Does a non-empty register stack cause a crash at program end?


I'm getting a crash that I just don't understand. Which is understandable because I really don't know much about Assembly yet. I'm using MASM on Visual Studio 2013.

All of the code is executing properly (I think. I have print statements that show calculations have proceeded just fine). But when things get to the end of the program, it just crashes: unhandled exception 5880, program.exe has encountered a breakpoint.

I feel like it means that I should have cleaned up the FPU's register stack. So I did. I tossed in a FSTP toward an uninitialized variable but that didn't do anything. Or rather, it didn't resolve anything. I did a bit more reading and saw that if there are unhandled exceptions with the FPU because other, non-FPU instructions were executed that could cause funkiness. So I tried throwing an fwait to give it time to handle its business. It didn't handle junk.

I'm sure, once again, there is something simple I'm missing. Which is why I'd very much appreciate someone pointing it out to me.

Here is my code, if that'll help.

    TITLE Circular Area.asm

INCLUDE Irvine32.inc

.data
prompt BYTE "Please input the radius of the cirle whose area you wish to calculate: " , 0
answer BYTE "The area of the circle is: " , 0
debug BYTE "I'm at least getting this far. So the FPU isn't bugged." , 0

.DATA?
radius DWORD ?
rsquared DWORD ?
answerF REAL8 ?

.code
FINIT
main PROC
    mov EAX, 0

    mov EDX, OFFSET prompt
    call WriteString

    call ReadDec
    mov radius, EAX
    mul radius
    mov rsquared, EAX

    FLDPI
    FIMUL rsquared

    mov EDX, OFFSET answer
    call WriteString
    call WriteFloat

    fwait
main ENDP
END main

Solution

  • You're not telling the OS that you want the execution of your application to end. Since this seems to be a Windows application, you should use the ExitProcess function:

    invoke ExitProcess,0
    

    Note that you'll need to include kernel32.inc and link against kernel32.lib, if you're not already doing so.
········
**Activity 1:**
In the assembly crash post, which assembler and development environment does the author say they are using?
**Activity 2:**
Reproduce the portion of the assembly crash post starting with "I'm getting a" and going on through "encountered a breakpoint.".

(Collected data entries)
········
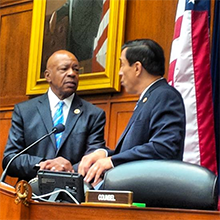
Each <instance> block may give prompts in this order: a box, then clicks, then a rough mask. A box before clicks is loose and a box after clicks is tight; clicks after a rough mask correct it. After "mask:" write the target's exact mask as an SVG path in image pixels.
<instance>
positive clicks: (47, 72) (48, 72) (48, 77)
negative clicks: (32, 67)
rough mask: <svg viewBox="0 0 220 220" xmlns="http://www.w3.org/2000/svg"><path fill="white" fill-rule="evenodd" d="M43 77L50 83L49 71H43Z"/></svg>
mask: <svg viewBox="0 0 220 220" xmlns="http://www.w3.org/2000/svg"><path fill="white" fill-rule="evenodd" d="M44 77H45V79H46V80H47V82H51V79H50V71H49V70H45V71H44Z"/></svg>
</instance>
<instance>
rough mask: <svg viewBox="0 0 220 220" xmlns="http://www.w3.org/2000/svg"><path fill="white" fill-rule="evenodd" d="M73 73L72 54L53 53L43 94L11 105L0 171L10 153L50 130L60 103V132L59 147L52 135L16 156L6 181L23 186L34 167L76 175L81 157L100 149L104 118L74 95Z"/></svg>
mask: <svg viewBox="0 0 220 220" xmlns="http://www.w3.org/2000/svg"><path fill="white" fill-rule="evenodd" d="M78 72H79V63H78V60H77V58H76V57H75V56H74V55H73V54H72V53H70V52H68V51H65V50H60V51H57V52H55V53H54V54H52V55H51V57H50V58H49V59H48V62H47V69H46V71H45V78H46V80H47V81H48V83H49V85H50V88H49V90H48V92H47V93H46V94H44V95H42V96H39V97H37V98H34V99H31V100H29V101H26V102H23V103H19V104H17V105H15V108H14V112H13V116H12V126H11V129H10V132H9V137H8V142H7V145H6V148H5V151H4V158H3V169H4V168H5V167H6V165H7V164H8V162H9V160H10V159H11V158H12V157H13V156H14V155H15V154H17V153H19V152H20V151H22V150H23V149H25V148H26V147H27V146H29V145H30V144H32V143H33V142H34V141H36V140H37V139H39V138H40V137H42V136H43V135H44V134H47V133H49V132H50V131H51V130H52V128H53V127H54V122H53V117H54V115H55V112H56V110H57V104H58V103H59V102H60V101H63V114H62V119H63V124H64V125H65V130H64V131H63V132H62V136H61V142H60V144H59V146H56V141H55V136H54V135H51V136H50V137H47V138H46V139H44V140H43V141H41V142H39V143H38V144H37V145H36V146H34V147H32V148H31V149H29V150H28V151H27V152H26V153H24V154H22V155H20V156H19V157H17V158H16V159H15V160H14V161H13V162H12V164H11V165H10V167H9V169H8V174H9V175H10V176H13V177H18V178H19V179H24V180H27V181H28V180H30V179H32V178H34V177H35V176H36V174H37V169H36V165H38V168H40V169H46V170H54V171H69V172H74V171H75V172H77V168H78V163H79V161H80V160H81V158H82V156H84V155H85V154H89V153H91V152H93V151H95V150H97V149H101V148H105V141H104V126H105V113H104V111H103V110H101V109H99V108H97V107H95V106H94V105H92V104H90V103H89V102H86V101H84V100H82V99H81V98H79V97H78V96H77V94H76V90H77V86H78V80H79V73H78ZM102 153H103V154H105V152H104V151H102Z"/></svg>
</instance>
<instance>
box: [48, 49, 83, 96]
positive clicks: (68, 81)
mask: <svg viewBox="0 0 220 220" xmlns="http://www.w3.org/2000/svg"><path fill="white" fill-rule="evenodd" d="M45 78H46V80H47V81H48V83H49V84H50V87H51V89H52V91H53V92H54V93H55V94H56V95H57V97H58V98H60V99H61V100H62V99H65V98H67V97H69V96H70V95H72V94H73V93H74V92H76V90H77V87H78V80H79V62H78V60H77V58H76V57H75V56H74V55H73V54H72V53H70V52H69V51H66V50H59V51H56V52H54V53H53V54H52V55H51V56H50V58H49V59H48V61H47V69H46V71H45Z"/></svg>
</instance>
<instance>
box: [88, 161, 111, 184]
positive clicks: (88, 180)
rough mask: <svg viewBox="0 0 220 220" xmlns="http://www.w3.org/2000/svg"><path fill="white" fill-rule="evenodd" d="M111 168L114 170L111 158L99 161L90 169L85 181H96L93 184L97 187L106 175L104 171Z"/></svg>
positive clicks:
········
**Answer area 1:**
MASM on Visual Studio 2013.

**Answer area 2:**
I'm getting a crash that I just don't understand. Which is understandable because I really don't know much about Assembly yet. I'm using MASM on Visual Studio 2013.

All of the code is executing properly (I think. I have print statements that show calculations have proceeded just fine). But when things get to the end of the program, it just crashes: unhandled exception 5880, program.exe has encountered a breakpoint.